* **Texte extrait**:
########################################

Carozine lit le premier roman de Françoise Sagan : Bonjour tristesse
« Sur ce sentiment inconnu dont l’ennui, la douceur m’obsèdent, j’hésite à apposer le nom, le beau nom grave de tristesse. » Cette phrase nous l’avons tous entendue au moins une fois dans notre vie et c’est avec elle que débute le roman envoûtant de Françoise Sagan… alors toute jeune fille de dix-huit ans. Voilà qui à de quoi laisser sans voix, surtout quand on réfléchit quelques instants aux copies un brin superficielles et franchement peu évoluées que l’on pouvait remettre à notre professeur de philosophie (le « nous » étant parfaitement usurpé et pouvant allègrement être considéré comme un « je », bien évidemment). A cause de cette phrase maintes fois entendue laissant entrevoir l’espoir d’une oeuvre somptueuse, je n’avais jusqu’alors jamais osé ouvrir Bonjour tristesse de peur d’être déçue. Oui, je sais : honte sur moi. Néanmoins, les éditions Julliard ont donné le coup de pied dans le popotin dont j’avais besoin et ont ressorti, à l’occasion des 60 ans de Bonjour tristesse, une version identique (ou presque : oui, je chipote mais le fac similé n'a pas dérogé à la règle du prix en euros) à l’original du premier roman de Françoise Sagan, datant de 1954. Ce fut décidé en un clin d’oeil, j’ai enfin osé ouvrir Bonjour tristesse et me plonger dans ce livre poétique au charme vénéneux : Bonjour tristesse est tout simplement une petite merveille qui mérite, si ce n’est déjà fait, que vous alliez fouiller dans le grenier de vos parents pour y dénicher un exemplaire, le dépoussiérer et le dévorer.

########################################

* **Lignes**:
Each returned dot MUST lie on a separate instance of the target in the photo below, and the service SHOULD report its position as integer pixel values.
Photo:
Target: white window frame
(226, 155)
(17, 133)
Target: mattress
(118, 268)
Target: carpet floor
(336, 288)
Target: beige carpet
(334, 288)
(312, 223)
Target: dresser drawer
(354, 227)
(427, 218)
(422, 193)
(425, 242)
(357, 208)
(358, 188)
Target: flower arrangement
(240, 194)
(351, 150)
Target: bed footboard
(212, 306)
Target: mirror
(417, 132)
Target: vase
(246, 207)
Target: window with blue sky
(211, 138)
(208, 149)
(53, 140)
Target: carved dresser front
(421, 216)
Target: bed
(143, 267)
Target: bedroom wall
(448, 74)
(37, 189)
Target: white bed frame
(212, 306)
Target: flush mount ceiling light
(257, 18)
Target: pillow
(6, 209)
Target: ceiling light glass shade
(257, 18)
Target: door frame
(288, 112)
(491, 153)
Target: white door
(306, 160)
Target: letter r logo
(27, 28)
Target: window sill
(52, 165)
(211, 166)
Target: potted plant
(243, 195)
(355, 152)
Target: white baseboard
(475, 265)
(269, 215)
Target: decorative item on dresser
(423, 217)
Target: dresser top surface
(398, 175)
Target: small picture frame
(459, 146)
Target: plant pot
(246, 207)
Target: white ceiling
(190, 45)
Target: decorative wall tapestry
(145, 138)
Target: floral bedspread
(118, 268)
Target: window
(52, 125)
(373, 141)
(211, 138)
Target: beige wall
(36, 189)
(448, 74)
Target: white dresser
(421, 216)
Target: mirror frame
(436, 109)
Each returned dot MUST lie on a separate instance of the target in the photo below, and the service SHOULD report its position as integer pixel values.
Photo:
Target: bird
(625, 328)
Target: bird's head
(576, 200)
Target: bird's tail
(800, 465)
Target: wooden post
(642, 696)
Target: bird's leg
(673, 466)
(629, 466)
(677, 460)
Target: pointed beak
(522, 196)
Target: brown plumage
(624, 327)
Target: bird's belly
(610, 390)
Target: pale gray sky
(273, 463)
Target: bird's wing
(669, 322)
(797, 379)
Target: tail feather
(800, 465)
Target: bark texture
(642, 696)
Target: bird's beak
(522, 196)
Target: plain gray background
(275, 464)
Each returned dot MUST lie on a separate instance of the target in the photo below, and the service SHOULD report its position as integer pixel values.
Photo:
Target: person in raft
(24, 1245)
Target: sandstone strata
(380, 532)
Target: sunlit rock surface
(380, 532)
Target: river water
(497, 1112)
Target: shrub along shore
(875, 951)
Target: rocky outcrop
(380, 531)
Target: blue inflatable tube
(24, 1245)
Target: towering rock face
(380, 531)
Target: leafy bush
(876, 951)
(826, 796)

########################################

* **Consigne**:
Répondez à ces questions sur l'extrait consacré à Bonjour tristesse.
1. Quel âge avait Françoise Sagan lorsqu'elle a écrit ce roman ?
2. Quelles éditions ont ressorti le livre pour ses 60 ans ?
3. De quelle année date l'original du roman ?
Ces lignes proviennent d'une autre source que le texte.

* **Corrigé**:
1. Dix-huit ans.
2. Les éditions Julliard.
3. 1954.